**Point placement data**
------------------------------------

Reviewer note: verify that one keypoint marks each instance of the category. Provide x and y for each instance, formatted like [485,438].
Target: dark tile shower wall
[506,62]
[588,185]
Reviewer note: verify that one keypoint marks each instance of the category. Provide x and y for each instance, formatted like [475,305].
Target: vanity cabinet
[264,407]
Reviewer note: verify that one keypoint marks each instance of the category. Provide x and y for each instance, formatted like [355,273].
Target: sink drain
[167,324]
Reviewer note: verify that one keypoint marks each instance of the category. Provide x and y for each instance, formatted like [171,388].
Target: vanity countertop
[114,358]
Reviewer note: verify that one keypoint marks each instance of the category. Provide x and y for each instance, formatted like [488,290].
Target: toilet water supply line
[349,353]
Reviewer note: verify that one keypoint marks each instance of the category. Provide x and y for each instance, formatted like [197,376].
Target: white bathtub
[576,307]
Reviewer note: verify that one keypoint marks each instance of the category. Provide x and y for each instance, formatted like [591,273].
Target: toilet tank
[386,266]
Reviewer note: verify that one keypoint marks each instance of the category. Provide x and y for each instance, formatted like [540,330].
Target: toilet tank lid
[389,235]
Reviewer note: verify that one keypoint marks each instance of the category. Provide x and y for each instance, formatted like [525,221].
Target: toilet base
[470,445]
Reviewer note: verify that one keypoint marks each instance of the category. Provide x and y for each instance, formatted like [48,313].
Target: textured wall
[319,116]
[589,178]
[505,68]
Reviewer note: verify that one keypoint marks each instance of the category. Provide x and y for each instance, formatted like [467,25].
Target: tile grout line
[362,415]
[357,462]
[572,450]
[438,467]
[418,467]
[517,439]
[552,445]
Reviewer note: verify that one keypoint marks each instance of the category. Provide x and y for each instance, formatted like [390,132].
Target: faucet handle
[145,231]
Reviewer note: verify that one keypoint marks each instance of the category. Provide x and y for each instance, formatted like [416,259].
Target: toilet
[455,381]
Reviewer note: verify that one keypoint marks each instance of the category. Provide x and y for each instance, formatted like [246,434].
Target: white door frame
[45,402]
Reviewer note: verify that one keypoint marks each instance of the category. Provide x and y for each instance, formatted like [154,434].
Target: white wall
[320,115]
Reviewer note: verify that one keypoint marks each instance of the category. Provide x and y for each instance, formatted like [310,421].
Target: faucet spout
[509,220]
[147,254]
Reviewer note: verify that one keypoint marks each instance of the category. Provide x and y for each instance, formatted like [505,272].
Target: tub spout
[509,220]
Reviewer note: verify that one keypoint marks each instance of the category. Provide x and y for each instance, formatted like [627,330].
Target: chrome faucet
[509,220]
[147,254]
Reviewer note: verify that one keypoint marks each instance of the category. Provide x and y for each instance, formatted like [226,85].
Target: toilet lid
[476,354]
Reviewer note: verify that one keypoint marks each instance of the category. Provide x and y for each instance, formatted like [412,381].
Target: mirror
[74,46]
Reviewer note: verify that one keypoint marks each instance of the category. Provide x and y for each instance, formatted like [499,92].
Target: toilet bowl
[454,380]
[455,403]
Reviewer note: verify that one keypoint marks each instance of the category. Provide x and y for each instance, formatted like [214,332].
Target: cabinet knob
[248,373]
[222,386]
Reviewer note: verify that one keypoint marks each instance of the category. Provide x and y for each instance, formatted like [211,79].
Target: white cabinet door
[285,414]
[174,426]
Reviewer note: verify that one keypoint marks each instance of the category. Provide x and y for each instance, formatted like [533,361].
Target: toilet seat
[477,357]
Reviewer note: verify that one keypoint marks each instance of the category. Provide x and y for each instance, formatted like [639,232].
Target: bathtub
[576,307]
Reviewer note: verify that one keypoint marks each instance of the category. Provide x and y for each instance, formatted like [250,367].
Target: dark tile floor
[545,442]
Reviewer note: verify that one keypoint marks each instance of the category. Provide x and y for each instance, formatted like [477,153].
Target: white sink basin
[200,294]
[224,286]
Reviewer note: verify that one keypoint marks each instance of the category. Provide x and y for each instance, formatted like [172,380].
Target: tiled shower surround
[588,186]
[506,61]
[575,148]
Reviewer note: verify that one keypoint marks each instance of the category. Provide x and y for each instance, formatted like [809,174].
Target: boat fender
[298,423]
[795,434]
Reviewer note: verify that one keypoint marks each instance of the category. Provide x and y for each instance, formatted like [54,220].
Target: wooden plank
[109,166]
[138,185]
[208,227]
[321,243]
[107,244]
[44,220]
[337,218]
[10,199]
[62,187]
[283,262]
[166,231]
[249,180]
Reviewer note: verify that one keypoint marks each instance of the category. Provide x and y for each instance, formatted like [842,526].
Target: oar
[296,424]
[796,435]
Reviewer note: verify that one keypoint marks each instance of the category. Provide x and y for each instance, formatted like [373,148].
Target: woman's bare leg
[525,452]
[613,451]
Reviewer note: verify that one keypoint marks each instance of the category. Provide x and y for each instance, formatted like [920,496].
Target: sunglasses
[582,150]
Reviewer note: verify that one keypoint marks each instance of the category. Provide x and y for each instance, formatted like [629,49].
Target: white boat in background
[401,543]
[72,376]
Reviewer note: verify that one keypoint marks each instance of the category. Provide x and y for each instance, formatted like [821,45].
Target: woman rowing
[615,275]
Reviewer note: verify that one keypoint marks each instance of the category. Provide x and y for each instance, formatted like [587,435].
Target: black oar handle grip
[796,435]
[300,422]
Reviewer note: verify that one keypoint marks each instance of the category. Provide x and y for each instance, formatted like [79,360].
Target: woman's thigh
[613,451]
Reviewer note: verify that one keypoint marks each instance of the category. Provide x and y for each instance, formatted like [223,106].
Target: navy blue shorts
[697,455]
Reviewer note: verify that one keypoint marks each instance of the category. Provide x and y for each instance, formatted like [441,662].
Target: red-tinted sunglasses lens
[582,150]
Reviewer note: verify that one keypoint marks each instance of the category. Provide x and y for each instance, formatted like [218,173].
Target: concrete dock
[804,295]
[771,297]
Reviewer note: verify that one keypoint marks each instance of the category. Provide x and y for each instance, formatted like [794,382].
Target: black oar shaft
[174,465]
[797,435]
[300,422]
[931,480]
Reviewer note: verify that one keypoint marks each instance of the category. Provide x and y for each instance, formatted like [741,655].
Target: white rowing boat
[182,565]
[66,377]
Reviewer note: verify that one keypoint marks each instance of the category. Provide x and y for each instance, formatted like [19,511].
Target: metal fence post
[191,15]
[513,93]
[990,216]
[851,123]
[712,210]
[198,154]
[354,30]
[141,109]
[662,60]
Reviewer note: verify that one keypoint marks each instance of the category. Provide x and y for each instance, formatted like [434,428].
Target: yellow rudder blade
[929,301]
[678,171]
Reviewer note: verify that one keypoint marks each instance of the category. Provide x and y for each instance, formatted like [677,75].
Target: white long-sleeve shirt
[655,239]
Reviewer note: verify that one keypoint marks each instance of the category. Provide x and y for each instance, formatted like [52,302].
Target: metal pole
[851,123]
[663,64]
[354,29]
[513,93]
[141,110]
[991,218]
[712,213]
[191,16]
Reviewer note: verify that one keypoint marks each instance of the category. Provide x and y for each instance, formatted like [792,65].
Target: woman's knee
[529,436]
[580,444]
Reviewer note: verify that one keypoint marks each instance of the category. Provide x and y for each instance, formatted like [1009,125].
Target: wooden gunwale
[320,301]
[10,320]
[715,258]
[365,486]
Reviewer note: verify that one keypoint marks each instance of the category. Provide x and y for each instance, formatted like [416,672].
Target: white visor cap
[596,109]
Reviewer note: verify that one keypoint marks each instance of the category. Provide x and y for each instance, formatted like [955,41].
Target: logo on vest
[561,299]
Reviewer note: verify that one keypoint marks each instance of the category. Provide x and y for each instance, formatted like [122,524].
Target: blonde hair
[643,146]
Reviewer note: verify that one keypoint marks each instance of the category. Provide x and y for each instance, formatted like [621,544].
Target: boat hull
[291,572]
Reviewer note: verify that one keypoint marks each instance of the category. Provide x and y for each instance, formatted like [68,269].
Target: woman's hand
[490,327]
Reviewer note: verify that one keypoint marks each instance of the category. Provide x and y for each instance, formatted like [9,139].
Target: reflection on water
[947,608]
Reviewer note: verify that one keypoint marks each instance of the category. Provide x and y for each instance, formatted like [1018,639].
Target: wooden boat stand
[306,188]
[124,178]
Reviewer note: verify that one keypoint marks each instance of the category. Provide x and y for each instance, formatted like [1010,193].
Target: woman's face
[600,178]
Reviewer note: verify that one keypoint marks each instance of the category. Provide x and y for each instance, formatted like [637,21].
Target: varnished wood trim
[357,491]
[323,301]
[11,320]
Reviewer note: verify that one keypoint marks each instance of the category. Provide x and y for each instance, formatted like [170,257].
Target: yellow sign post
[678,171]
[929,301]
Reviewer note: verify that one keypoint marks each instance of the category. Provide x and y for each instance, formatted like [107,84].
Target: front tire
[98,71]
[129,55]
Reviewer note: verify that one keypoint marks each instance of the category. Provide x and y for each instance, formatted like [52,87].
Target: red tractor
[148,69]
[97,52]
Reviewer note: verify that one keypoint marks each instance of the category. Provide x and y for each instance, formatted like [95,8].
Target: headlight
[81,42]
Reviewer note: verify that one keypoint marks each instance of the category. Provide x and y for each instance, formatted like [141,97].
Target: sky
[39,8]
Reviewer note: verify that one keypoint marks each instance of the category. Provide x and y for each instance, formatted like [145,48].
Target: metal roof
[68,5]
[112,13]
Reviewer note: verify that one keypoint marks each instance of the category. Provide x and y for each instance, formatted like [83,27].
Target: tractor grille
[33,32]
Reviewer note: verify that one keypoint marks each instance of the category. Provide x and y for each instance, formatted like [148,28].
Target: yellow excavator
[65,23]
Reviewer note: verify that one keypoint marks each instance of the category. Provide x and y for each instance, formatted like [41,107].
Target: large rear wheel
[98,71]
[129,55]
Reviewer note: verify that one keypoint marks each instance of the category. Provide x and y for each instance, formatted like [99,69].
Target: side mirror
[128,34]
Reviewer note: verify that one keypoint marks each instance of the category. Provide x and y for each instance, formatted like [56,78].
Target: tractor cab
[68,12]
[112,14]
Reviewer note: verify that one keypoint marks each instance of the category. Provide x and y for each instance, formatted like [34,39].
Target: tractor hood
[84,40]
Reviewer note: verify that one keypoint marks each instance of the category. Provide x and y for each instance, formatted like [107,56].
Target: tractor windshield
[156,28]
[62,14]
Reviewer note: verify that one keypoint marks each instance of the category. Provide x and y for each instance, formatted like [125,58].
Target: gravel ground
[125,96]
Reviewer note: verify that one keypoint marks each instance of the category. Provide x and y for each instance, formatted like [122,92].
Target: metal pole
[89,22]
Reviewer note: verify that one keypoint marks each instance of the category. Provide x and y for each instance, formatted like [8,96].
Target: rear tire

------------------------------------

**Aim of the exercise**
Format the part of the data that opens with the line containing "formatted like [107,56]." and closes with the final line of the data as a Markdown table with the columns No. and Text. Number each line in order and leave out blank lines.

**In response**
| No. | Text |
|---|---|
| 1 | Reviewer note: verify that one keypoint marks each instance of the category. Provide x and y for each instance, formatted like [107,56]. |
| 2 | Target: tractor windshield |
| 3 | [156,28] |
| 4 | [62,14] |
| 5 | Reviewer note: verify that one keypoint marks each instance of the category. Provide x and y for each instance, formatted like [125,58]. |
| 6 | Target: gravel ground |
| 7 | [125,96] |
| 8 | Reviewer note: verify that one keypoint marks each instance of the category. Provide x and y for each instance, formatted like [122,92]. |
| 9 | Target: metal pole |
| 10 | [89,22] |
| 11 | Reviewer note: verify that one keypoint marks each instance of the category. Provide x and y for each instance, formatted like [8,96]. |
| 12 | Target: rear tire |